TEXT EXCERPT:
WASHINGTON, DC 20549

FORM 8-K

CURRENT REPORT PURSUANT
TO SECTION 13 OR 15(D) OF THE
SECURITIES EXCHANGE ACT OF 1934

Date of report (Date of earliest event reported): May 4, 2005

AETHER SYSTEMS, INC.


(Exact Name of Registrant as Specified in Its Charter)

Delaware


(State or Other Jurisdiction of Incorporation)
     
000-27707   52-2186634
(Commission File Number)   (IRS Employer Identification No.)
     
621 E. Pratt Street, Suite 601, Baltimore, Maryland   21202
(Address of Principal Executive Offices)   (Zip Code)

(443) 573-9400


(Registrant’s Telephone Number, Including Area Code)
 


(Former Name or Former Address, if Changed Since Last Report)

     Check the appropriate box below if the Form 8-K filing is intended to simultaneously satisfy the filing obligation of the registrant under any of the following provisions (see General Instruction A.2. below):

     x Written communications pursuant to Rule 425 under the Securities Act (17 CFR 230.425)

     ¨ Soliciting material pursuant to Rule 14a-12 under the Exchange Act (17 CFR 240.14a-12)

     ¨ Pre-commencement communications pursuant to Rule 14d-2(b) under the Exchange Act (17 CFR 240.14d-2(b))

Entries from a point annotation set:
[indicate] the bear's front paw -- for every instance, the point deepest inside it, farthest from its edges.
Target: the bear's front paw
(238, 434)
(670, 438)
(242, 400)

* * *

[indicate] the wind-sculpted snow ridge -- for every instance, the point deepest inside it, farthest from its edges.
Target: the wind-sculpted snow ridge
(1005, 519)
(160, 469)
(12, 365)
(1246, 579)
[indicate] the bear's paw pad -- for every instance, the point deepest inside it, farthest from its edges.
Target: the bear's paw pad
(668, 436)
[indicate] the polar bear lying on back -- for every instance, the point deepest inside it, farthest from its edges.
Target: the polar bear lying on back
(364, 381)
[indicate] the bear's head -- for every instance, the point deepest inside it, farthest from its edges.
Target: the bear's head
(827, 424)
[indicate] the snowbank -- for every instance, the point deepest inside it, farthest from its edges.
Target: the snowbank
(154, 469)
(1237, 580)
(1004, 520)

BRIEF A:
Copy the listing lines from the one containing "[indicate] the bear's head" through the one containing "(1004, 520)", inclusive, keeping the requests as they are. Multiply every point coordinate in the answers by 1.65 and round to the nearest whole number, with halves rounded up.
BRIEF B:
Carry on the Form 8-K cover page from its last line.
The Form 8-K cover page and the listing have no connection to each other.

WRITTEN REPLY A:
[indicate] the bear's head -- for every instance, the point deepest inside it, farthest from its edges.
Target: the bear's head
(1365, 700)
[indicate] the snowbank -- for every instance, the point deepest inside it, farthest from its edges.
Target: the snowbank
(254, 774)
(2041, 957)
(1657, 858)

WRITTEN REPLY B:
     ¨ Pre-commencement communications pursuant to Rule 13e-4(c) under the Exchange Act (17 CFR 240.13e-4(c))



 


 

Item 8.01 Other Events

     On May 4, 2005, Aether Systems, Inc. announced the filing of a registration statement and proxy statement on Form S-4 pursuant to which Aether will seek stockholder approval at its annual meeting for a reorganization in which Aether will become a wholly owned subsidiary of Aether Holdings, Inc., a newly formed Delaware corporation, and each share of Aether common stock will be exchanged for one share of common stock of Aether Holdings, Inc. The sole purpose of the reorganization is to protect the long-term value to Aether of its substantial net operating loss and capital loss carryforwards, which will be accomplished by imposing certain restrictions on the transfer of the common stock of Aether Holdings, Inc. A copy of the press release is furnished as Exhibit 99.1.

Item 9.01 Financial Statements and Exhibits

(c) Exhibits

     99.1: Press Release of Aether Systems, Inc., dated May 4, 2005.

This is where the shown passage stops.